▶ [Excerpted passage]
----

MEMORANDUM and OPINION

GOLDBERG, Judge:

This matter is before the court on the parties' motions for judgment on the agency record made pursuant to USCIT Rule 56.2. Petitioner, Micron Technology, Inc. ("Micron") and respondents: Hyundai Electronics Industries Co., Ltd. and Hyundai Electronics America, Inc. (collectively, "Hyundai"); LG Semicon Co., Ltd. and LG Semicon America, Inc. (collectively, "Semicon"); and Samsung Electronics Co., Ltd. and Samsung Semiconductor, Inc. (collectively, "Samsung"), contest various aspects of the final determination of sales at less than fair value issued and amended by the United States Department of Commerce, International Trade Administration ("Commerce"), concerning dynamic random access memory semiconductors ("DRAMs") of one megabit ("1M") and above from the Republic of Korea. Dynamic Random Access Memory Semiconductors of One Megabit and Above from the Republic of Korea, 58 Fed.Reg. 15,467 (Mar. 23, 1993) (" Final Determination "); Dynamic Random Access Memory Semiconductors of One Megabit and Above from the Republic of Korea, 58 Fed.Reg. 27,520 (May 10, 1993) (" Amended Final Determination "). The court exercises its jurisdiction pursuant to 28 U.S.C. § 1581(c) (1988).

I. BACKGROUND

On April 22, 1992, Micron filed with Commerce a petition alleging, inter alia, that Korean DRAMs of one megabit and above were being sold in the United States at less than fair value, and that home market sales of the DRAMs were taking place at prices less than the cost of production. See Dynamic Random Access Memory Semiconductors of One Megabit and Above From the Republic of Korea, 57 Fed.Reg. 21,231 (May 19, 1992) (" Initiation of Investigation "). In response to Micron's petition, Commerce initiated an investigation of Korean DRAMs covering the period from November 1, 1991 through April 30, 1992. Final Determination, 58 Fed.Reg. 15,467, 15,468. On March 23, 1993, Commerce published its Final Determination of sales at less than fair value. Final Determination, 58 Fed.Reg. at 15,467. To correct errors contained in the Final Determination, Commerce issued an amended final determination on May 6, 1993. Amended Final Determination, 58 Fed.Reg. at 27,520.

----

▶ [Records shown]
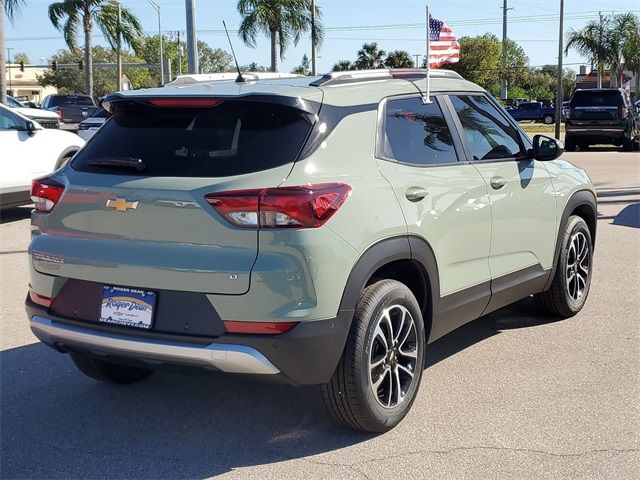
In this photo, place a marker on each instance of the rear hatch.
(596, 107)
(133, 212)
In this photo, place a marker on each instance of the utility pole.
(599, 66)
(504, 90)
(559, 93)
(9, 66)
(313, 37)
(179, 55)
(192, 43)
(119, 47)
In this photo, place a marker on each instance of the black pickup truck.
(602, 116)
(70, 108)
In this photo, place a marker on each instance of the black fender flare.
(383, 252)
(580, 198)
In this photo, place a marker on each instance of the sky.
(393, 24)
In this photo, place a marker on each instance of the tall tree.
(369, 56)
(283, 21)
(69, 15)
(398, 59)
(592, 42)
(11, 9)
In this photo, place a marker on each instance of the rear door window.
(489, 135)
(416, 134)
(597, 98)
(232, 138)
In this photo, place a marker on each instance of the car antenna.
(239, 78)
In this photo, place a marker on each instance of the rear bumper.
(308, 354)
(226, 358)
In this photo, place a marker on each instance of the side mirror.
(30, 127)
(546, 148)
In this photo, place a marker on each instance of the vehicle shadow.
(16, 213)
(179, 423)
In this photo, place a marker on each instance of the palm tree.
(282, 20)
(11, 9)
(398, 59)
(592, 42)
(370, 57)
(69, 15)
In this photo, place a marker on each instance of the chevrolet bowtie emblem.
(121, 204)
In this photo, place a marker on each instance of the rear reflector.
(185, 102)
(46, 193)
(304, 206)
(40, 299)
(260, 328)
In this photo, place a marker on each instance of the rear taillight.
(45, 193)
(304, 206)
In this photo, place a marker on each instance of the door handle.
(498, 182)
(415, 194)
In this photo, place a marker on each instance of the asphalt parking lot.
(512, 395)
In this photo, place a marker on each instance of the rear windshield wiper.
(119, 162)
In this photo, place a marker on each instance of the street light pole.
(559, 93)
(157, 9)
(119, 47)
(192, 43)
(9, 67)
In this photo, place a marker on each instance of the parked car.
(535, 111)
(602, 116)
(44, 118)
(89, 126)
(29, 151)
(322, 230)
(70, 108)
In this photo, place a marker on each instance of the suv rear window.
(232, 138)
(597, 98)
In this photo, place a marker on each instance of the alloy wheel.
(393, 355)
(578, 265)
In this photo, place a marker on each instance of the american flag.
(443, 45)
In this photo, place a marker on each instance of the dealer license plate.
(128, 307)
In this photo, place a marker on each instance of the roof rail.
(354, 76)
(226, 76)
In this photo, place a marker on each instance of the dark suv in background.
(602, 116)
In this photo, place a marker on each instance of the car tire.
(386, 313)
(572, 279)
(109, 372)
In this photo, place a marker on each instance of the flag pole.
(426, 98)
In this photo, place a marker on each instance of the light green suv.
(324, 230)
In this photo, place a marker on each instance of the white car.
(29, 151)
(45, 118)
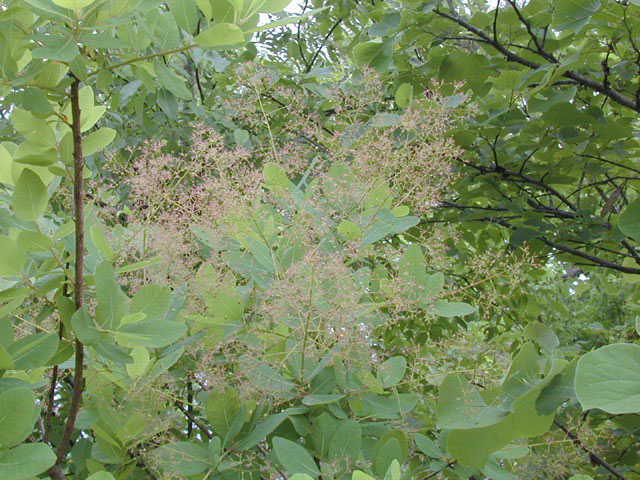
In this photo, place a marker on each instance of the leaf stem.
(56, 472)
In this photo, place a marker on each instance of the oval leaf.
(29, 197)
(12, 258)
(294, 458)
(16, 415)
(221, 35)
(608, 379)
(26, 461)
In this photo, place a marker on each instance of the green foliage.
(293, 264)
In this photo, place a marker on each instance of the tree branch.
(592, 456)
(583, 80)
(56, 472)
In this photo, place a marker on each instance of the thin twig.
(592, 456)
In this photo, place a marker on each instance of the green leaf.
(132, 267)
(412, 272)
(272, 6)
(35, 154)
(542, 334)
(12, 258)
(97, 140)
(608, 379)
(152, 300)
(472, 447)
(322, 399)
(386, 223)
(141, 360)
(350, 231)
(391, 371)
(34, 99)
(6, 362)
(377, 55)
(34, 241)
(206, 8)
(427, 446)
(16, 415)
(73, 4)
(112, 302)
(629, 220)
(62, 48)
(26, 461)
(5, 166)
(460, 405)
(100, 241)
(33, 128)
(452, 309)
(288, 20)
(404, 95)
(182, 458)
(267, 426)
(275, 179)
(572, 15)
(172, 81)
(294, 457)
(101, 476)
(186, 14)
(34, 350)
(84, 327)
(29, 197)
(344, 447)
(221, 409)
(151, 334)
(221, 35)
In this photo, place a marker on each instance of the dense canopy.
(253, 239)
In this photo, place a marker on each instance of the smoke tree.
(244, 243)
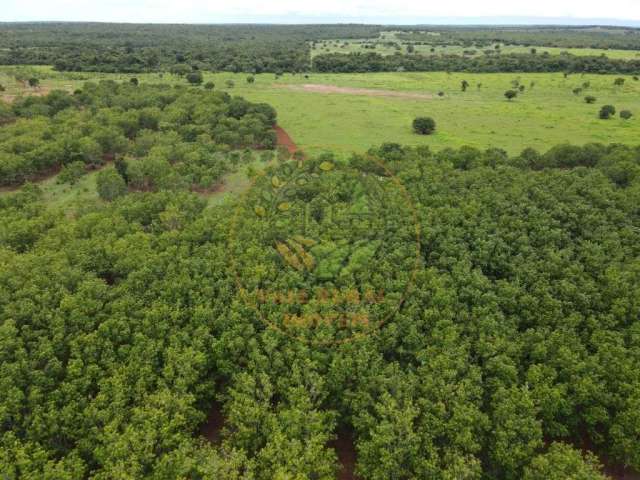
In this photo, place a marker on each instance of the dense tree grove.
(622, 38)
(167, 135)
(374, 62)
(130, 48)
(516, 344)
(144, 48)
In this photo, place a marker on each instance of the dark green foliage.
(424, 125)
(195, 77)
(181, 127)
(561, 462)
(510, 94)
(374, 62)
(607, 111)
(121, 323)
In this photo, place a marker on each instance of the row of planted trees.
(513, 353)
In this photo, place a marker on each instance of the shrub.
(510, 94)
(110, 184)
(424, 125)
(607, 111)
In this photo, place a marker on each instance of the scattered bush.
(510, 94)
(424, 125)
(607, 111)
(195, 77)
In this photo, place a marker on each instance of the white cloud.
(207, 11)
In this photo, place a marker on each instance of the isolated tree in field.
(510, 94)
(424, 125)
(110, 184)
(180, 69)
(195, 78)
(626, 114)
(607, 111)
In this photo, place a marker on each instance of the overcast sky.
(314, 11)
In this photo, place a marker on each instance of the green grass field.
(384, 45)
(546, 114)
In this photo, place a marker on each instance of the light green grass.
(547, 114)
(386, 45)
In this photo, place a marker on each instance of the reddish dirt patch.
(34, 92)
(346, 451)
(369, 92)
(212, 428)
(285, 140)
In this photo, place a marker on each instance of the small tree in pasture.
(607, 111)
(424, 125)
(510, 94)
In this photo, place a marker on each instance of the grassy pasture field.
(385, 45)
(544, 115)
(363, 113)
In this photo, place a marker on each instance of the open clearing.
(368, 92)
(547, 113)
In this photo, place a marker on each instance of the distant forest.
(130, 48)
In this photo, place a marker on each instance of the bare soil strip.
(369, 92)
(346, 451)
(215, 421)
(285, 140)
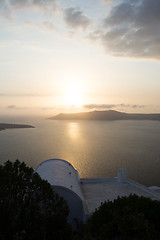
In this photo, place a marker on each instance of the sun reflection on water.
(73, 130)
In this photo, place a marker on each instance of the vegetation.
(29, 209)
(126, 218)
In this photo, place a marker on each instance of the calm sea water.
(94, 148)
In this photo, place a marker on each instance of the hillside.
(105, 115)
(4, 126)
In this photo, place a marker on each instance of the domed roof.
(60, 173)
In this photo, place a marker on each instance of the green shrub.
(29, 209)
(126, 218)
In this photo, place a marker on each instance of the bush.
(29, 209)
(126, 218)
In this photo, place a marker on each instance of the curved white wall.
(65, 181)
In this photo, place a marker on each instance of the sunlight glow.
(73, 94)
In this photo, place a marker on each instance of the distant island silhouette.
(108, 115)
(4, 126)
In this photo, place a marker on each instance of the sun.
(73, 95)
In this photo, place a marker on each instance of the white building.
(66, 182)
(84, 195)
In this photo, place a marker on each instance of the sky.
(79, 55)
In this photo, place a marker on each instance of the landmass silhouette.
(106, 115)
(4, 126)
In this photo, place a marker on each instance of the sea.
(94, 148)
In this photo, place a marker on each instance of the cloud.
(109, 106)
(11, 106)
(8, 8)
(132, 29)
(75, 18)
(108, 1)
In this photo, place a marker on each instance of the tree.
(29, 208)
(125, 218)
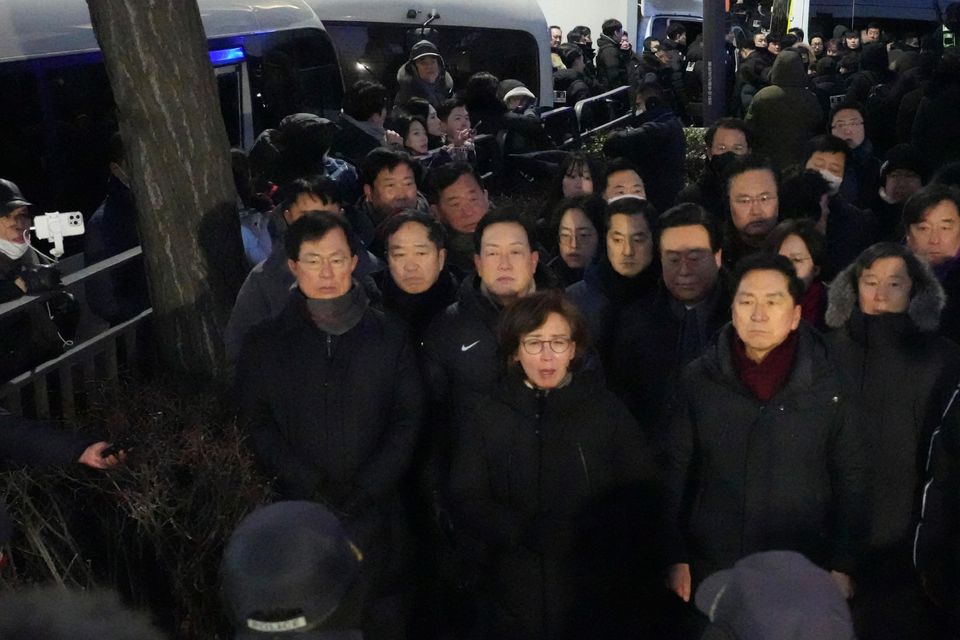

----

▶ [Tasks for this exercise]
1: Please say whether each statement agrees with the DRAM court opinion, answering yes or no and quoting the words of the opinion that decide it.
(a) Micron filed its petition with Commerce on April 22, 1992.
(b) Commerce published its Final Determination on May 6, 1993.
(c) The court bases its jurisdiction on 28 U.S.C. § 1581(c).
2: Carry the DRAM court opinion forward from its last sentence.

▶ [Results]
1:
(a) Yes: "On April 22, 1992, Micron filed with Commerce a petition"
(b) No: "On March 23, 1993, Commerce published its Final Determination of sales at less than fair value."
(c) Yes: "The court exercises its jurisdiction pursuant to 28 U.S.C. § 1581(c) (1988)."

2:
II. DISCUSSION

In deciding a motion for judgment on the agency record, the court assesses whether Commerce's determination is "unsupported by substantial evidence on the record, or otherwise not in accordance with law." 19 U.S.C.§ 1516a(b)(1)(B) (1988). Substantial evidence is something more than a mere scintilla. Ceramica Regiomontana, S.A. v. United States, 10 CIT 399, 405, 636 F.Supp. 961, 966 (1986) (citations omitted), aff'd, 5 Fed.Cir. (T) 77, 810 F.2d 1137 (1987). Substantial evidence consists of "such relevant evidence as a reasonable mind might accept as adequate to support a conclusion." Matsushita Elec. Indus. Co. v. United States, 3 Fed.Cir. (T) 44, 51, 750 F.2d 927, 933 (1984) (citation omitted).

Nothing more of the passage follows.